Exercise
Update the records below by changing every "positive clicks" to "foreground clicks" and leaving everything else unchanged.

Available data
========

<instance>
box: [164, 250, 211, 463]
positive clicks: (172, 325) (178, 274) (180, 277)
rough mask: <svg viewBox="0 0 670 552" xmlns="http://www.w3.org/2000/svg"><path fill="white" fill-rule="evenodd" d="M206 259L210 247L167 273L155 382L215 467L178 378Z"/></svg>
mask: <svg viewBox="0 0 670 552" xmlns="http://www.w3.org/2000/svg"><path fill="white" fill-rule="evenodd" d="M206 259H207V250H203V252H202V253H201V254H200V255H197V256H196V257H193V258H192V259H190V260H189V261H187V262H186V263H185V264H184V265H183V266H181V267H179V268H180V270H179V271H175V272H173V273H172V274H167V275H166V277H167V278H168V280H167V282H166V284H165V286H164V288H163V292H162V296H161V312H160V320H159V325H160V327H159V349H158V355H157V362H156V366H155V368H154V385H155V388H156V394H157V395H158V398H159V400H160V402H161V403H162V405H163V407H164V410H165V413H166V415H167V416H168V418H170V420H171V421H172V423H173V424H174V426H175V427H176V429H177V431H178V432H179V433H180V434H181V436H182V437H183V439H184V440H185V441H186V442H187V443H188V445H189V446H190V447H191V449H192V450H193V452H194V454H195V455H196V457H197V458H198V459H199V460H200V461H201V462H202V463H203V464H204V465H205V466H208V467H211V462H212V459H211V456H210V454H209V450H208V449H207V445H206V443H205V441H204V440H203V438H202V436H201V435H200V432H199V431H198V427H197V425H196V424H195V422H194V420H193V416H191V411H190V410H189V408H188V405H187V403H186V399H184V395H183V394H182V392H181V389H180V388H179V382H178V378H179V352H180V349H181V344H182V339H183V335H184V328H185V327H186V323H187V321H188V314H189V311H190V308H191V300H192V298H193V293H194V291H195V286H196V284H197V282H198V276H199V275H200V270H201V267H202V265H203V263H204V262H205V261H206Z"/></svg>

========

Worked solution
<instance>
box: [164, 250, 211, 463]
foreground clicks: (172, 325) (178, 274) (180, 277)
rough mask: <svg viewBox="0 0 670 552" xmlns="http://www.w3.org/2000/svg"><path fill="white" fill-rule="evenodd" d="M206 259L210 247L167 273L155 382L215 467L178 378Z"/></svg>
mask: <svg viewBox="0 0 670 552" xmlns="http://www.w3.org/2000/svg"><path fill="white" fill-rule="evenodd" d="M206 259H207V250H203V252H202V253H201V254H200V255H197V256H196V257H193V258H192V259H190V260H189V261H187V262H186V263H185V264H184V265H183V266H181V267H179V268H180V270H179V271H175V272H173V273H172V274H167V275H166V277H167V278H168V280H167V282H166V284H165V286H164V288H163V292H162V296H161V312H160V320H159V325H160V327H159V349H158V355H157V362H156V366H155V368H154V385H155V388H156V394H157V395H158V398H159V400H160V402H161V403H162V405H163V407H164V410H165V413H166V415H167V416H168V418H170V420H171V421H172V423H173V424H174V426H175V427H176V429H177V431H178V432H179V433H180V434H181V436H182V437H183V439H184V440H185V441H186V442H187V443H188V445H189V446H190V447H191V449H192V450H193V452H194V454H195V455H196V457H197V458H198V459H199V460H200V461H201V462H202V463H203V464H204V465H205V466H208V467H211V462H212V459H211V456H210V454H209V450H208V449H207V445H206V443H205V441H204V440H203V438H202V436H201V435H200V432H199V431H198V427H197V425H196V424H195V422H194V420H193V416H191V411H190V410H189V408H188V405H187V403H186V399H184V395H183V394H182V392H181V389H180V388H179V382H178V378H179V352H180V349H181V344H182V339H183V335H184V328H185V327H186V323H187V321H188V314H189V311H190V308H191V300H192V298H193V293H194V291H195V286H196V284H197V282H198V276H199V275H200V270H201V267H202V265H203V263H204V262H205V261H206Z"/></svg>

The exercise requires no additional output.